(Pointing dataset records)
──────────

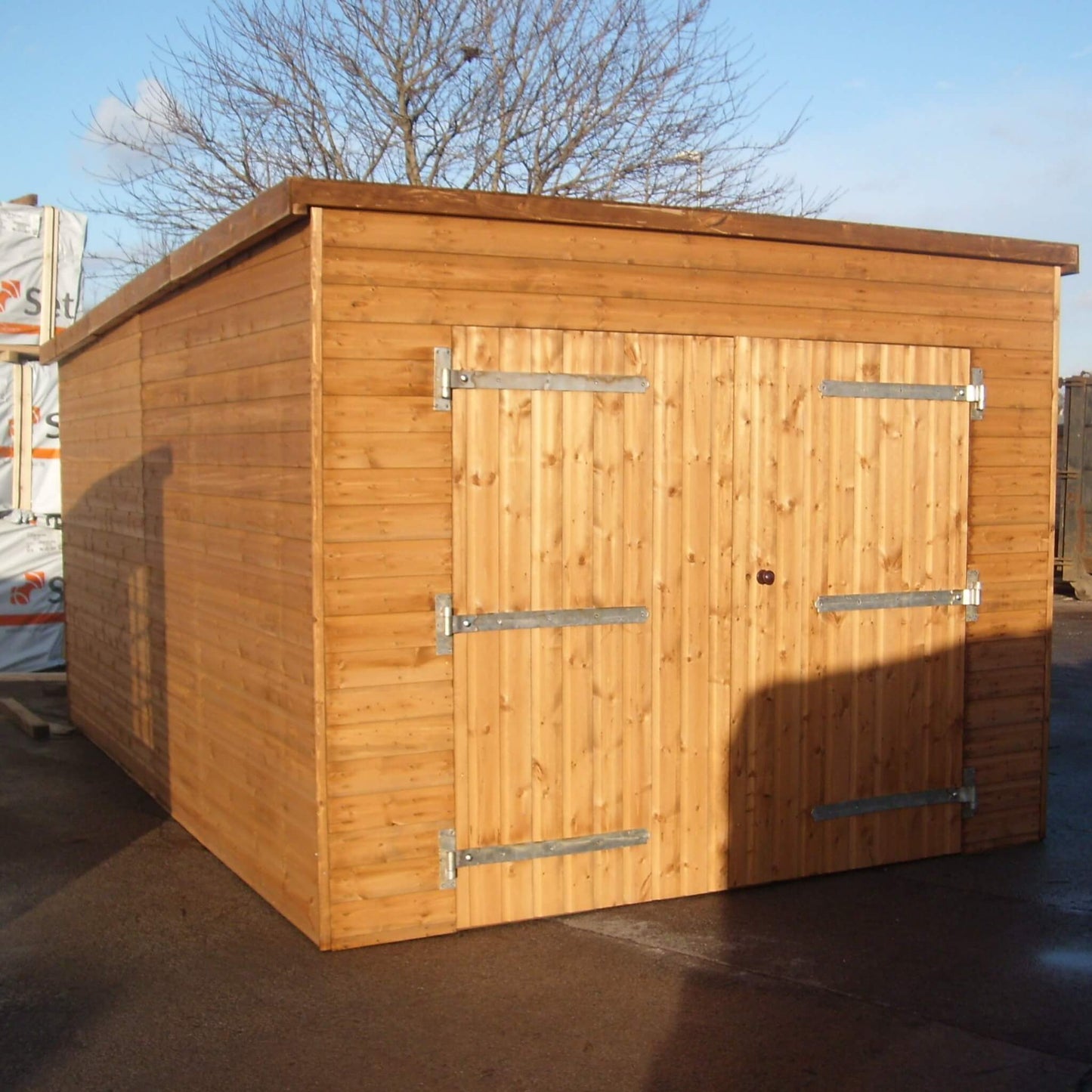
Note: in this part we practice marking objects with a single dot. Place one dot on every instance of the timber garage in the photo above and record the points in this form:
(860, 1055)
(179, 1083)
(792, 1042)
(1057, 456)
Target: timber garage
(441, 559)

──────────

WHAT TO DO: Reproduce every line of the listing above except the pictures, and offset each answer coordinate by adding 37. Keep all other points unchanged.

WRITTEN ANSWER:
Note: in this part we practice marking objects with a single dot. Place one dot on every instance of the timber garage in the photo above and record the points in this form:
(860, 1055)
(179, 1083)
(792, 1042)
(1057, 456)
Target: timber garage
(478, 596)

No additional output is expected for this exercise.